(What is expected):
From the entries below, gather each line containing the word "person".

(Source material):
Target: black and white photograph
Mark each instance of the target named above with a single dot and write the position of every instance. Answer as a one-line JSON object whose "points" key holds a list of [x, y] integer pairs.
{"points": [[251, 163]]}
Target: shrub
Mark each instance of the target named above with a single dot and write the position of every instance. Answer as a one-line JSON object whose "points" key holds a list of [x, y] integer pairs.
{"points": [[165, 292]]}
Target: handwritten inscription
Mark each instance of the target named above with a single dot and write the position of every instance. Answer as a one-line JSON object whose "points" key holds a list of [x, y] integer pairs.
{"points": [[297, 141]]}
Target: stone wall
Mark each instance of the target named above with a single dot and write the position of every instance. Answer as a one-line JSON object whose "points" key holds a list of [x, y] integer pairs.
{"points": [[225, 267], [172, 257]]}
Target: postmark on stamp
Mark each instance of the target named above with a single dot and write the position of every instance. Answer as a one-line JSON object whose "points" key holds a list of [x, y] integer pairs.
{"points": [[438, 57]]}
* * *
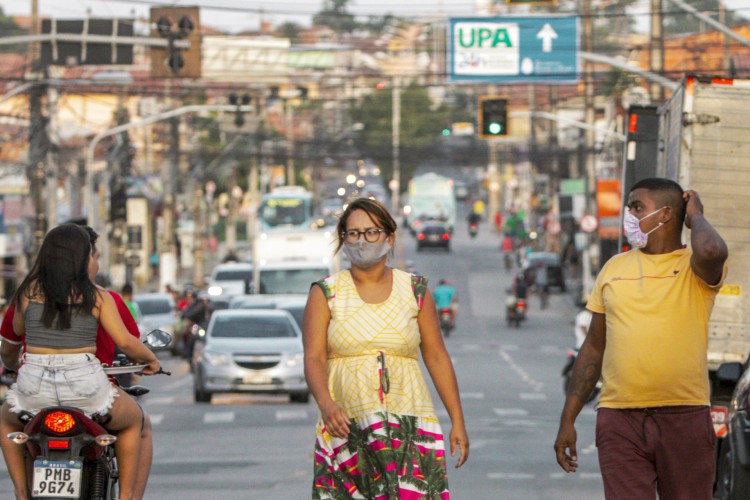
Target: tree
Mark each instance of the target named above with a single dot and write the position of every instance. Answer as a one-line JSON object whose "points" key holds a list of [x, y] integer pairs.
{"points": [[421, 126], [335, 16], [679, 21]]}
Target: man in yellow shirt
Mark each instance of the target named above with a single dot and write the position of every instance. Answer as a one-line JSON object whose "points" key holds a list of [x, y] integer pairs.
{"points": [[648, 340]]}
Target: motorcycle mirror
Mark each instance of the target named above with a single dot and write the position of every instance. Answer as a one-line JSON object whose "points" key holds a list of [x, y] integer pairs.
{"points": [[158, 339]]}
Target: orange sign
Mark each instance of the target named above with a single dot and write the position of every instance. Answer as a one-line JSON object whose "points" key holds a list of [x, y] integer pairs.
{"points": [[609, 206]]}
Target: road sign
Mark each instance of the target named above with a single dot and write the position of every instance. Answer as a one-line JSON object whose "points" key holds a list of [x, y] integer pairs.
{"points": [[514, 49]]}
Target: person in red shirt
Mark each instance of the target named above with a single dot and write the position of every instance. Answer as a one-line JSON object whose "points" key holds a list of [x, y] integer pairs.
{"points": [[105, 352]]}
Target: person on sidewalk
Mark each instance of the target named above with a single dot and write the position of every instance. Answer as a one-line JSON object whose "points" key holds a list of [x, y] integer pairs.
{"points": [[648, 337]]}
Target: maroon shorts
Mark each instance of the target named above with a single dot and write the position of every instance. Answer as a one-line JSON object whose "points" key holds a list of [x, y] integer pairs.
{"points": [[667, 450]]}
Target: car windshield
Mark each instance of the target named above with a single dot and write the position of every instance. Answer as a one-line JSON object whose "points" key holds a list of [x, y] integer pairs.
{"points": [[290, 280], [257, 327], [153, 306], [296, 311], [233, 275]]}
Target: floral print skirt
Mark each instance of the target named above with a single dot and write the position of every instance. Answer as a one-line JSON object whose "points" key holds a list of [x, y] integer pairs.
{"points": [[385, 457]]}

(Output for this task):
Target: person in red shirt
Target: person on sidewalk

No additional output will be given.